__What you need to do__. Print the material below word for word, from its first line up to and including the line containing "267 169 L 260".

________________________________________

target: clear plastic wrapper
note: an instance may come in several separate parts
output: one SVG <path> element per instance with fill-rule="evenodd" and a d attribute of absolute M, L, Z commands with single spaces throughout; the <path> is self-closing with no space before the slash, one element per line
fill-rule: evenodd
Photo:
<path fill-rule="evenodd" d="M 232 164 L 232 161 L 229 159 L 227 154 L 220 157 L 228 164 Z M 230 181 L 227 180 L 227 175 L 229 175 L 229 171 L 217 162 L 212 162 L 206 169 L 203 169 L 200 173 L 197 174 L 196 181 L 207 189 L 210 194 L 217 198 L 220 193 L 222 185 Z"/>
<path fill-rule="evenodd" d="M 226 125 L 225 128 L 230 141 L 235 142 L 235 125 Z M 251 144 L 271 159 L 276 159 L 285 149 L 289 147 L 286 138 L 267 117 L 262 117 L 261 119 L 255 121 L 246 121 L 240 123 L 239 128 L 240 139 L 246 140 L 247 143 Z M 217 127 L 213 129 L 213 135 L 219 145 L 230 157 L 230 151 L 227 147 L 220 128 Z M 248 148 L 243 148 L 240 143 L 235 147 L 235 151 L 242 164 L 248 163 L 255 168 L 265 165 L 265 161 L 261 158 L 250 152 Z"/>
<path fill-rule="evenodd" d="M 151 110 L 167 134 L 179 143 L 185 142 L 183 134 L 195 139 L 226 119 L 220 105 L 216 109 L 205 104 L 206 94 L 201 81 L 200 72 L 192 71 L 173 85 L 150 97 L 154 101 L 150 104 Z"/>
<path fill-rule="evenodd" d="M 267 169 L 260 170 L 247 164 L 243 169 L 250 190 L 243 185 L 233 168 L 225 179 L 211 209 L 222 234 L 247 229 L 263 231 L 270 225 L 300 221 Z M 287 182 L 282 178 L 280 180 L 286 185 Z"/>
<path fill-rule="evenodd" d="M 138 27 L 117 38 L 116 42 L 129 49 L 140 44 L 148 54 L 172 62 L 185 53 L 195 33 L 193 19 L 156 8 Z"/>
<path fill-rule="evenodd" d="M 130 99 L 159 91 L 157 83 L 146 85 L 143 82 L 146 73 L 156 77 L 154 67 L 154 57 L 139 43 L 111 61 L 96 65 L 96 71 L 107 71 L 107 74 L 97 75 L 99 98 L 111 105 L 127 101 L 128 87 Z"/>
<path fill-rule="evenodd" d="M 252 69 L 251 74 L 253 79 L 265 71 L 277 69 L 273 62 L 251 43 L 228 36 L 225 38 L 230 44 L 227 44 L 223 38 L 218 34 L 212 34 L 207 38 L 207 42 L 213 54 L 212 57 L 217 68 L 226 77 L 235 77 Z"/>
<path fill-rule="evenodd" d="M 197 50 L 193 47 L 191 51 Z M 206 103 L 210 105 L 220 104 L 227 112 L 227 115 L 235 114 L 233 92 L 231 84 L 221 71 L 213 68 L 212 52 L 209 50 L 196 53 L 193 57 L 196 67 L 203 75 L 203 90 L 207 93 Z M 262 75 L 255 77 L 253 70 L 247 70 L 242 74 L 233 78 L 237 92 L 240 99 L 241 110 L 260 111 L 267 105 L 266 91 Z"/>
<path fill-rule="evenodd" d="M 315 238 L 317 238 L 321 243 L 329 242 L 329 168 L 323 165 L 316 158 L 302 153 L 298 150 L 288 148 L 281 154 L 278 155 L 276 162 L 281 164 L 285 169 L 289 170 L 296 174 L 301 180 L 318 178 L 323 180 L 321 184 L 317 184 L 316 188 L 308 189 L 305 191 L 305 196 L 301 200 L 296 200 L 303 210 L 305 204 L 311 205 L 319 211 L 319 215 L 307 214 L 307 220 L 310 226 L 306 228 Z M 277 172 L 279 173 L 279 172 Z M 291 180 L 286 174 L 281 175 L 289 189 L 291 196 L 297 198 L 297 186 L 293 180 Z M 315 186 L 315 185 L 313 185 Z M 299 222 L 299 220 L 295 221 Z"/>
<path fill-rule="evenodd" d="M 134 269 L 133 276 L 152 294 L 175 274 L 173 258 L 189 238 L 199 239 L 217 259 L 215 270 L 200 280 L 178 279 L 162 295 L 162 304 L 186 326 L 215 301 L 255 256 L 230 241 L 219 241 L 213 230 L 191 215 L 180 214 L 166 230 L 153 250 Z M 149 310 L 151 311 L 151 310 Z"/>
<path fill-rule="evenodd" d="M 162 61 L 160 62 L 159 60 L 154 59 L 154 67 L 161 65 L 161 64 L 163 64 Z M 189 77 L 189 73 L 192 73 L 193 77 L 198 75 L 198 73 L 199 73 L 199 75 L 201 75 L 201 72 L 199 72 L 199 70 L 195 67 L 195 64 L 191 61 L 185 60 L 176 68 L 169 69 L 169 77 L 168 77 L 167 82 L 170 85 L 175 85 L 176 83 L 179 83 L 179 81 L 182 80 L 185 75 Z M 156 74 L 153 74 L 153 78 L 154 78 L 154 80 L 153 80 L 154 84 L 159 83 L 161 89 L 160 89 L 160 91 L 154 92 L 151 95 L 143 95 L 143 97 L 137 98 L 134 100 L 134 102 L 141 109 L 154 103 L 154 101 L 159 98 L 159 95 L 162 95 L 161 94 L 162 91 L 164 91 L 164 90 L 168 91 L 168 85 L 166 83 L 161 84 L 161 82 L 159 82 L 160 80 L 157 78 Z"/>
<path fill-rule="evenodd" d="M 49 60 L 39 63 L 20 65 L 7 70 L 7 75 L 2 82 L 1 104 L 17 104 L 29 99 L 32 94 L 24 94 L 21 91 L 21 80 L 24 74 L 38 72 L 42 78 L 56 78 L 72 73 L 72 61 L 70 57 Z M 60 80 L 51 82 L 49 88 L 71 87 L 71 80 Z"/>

________________________________________

__Answer to the exercise__.
target: clear plastic wrapper
note: an instance may come in several separate parts
output: one SVG <path> element per instance with fill-rule="evenodd" and a d attribute of absolute M, L, Z commands with single spaces throughout; the <path> is self-closing with no space before the slash, one element per line
fill-rule: evenodd
Photo:
<path fill-rule="evenodd" d="M 232 164 L 232 161 L 229 159 L 227 154 L 220 157 L 228 164 Z M 230 181 L 227 180 L 227 175 L 229 175 L 229 171 L 217 162 L 212 162 L 206 169 L 203 169 L 200 173 L 197 174 L 196 181 L 207 189 L 210 194 L 217 198 L 220 193 L 222 185 Z"/>
<path fill-rule="evenodd" d="M 226 125 L 225 128 L 230 141 L 235 142 L 235 125 Z M 251 144 L 271 159 L 276 159 L 285 149 L 289 147 L 286 138 L 267 117 L 262 117 L 261 119 L 255 121 L 246 121 L 240 123 L 239 128 L 240 139 L 246 140 L 247 143 Z M 217 127 L 213 129 L 213 135 L 219 145 L 230 157 L 230 151 L 227 147 L 220 128 Z M 248 148 L 243 148 L 240 143 L 235 147 L 235 151 L 242 164 L 248 163 L 255 168 L 265 165 L 265 161 L 261 158 L 250 152 Z"/>
<path fill-rule="evenodd" d="M 151 110 L 167 134 L 179 143 L 185 142 L 183 134 L 195 139 L 226 119 L 220 105 L 216 109 L 205 104 L 206 94 L 201 81 L 200 72 L 192 71 L 173 85 L 150 97 L 154 101 L 150 104 Z"/>
<path fill-rule="evenodd" d="M 267 169 L 260 170 L 247 164 L 243 169 L 250 190 L 243 185 L 233 168 L 225 179 L 211 209 L 222 234 L 247 229 L 263 231 L 270 225 L 300 221 Z M 287 182 L 282 178 L 280 180 L 286 185 Z"/>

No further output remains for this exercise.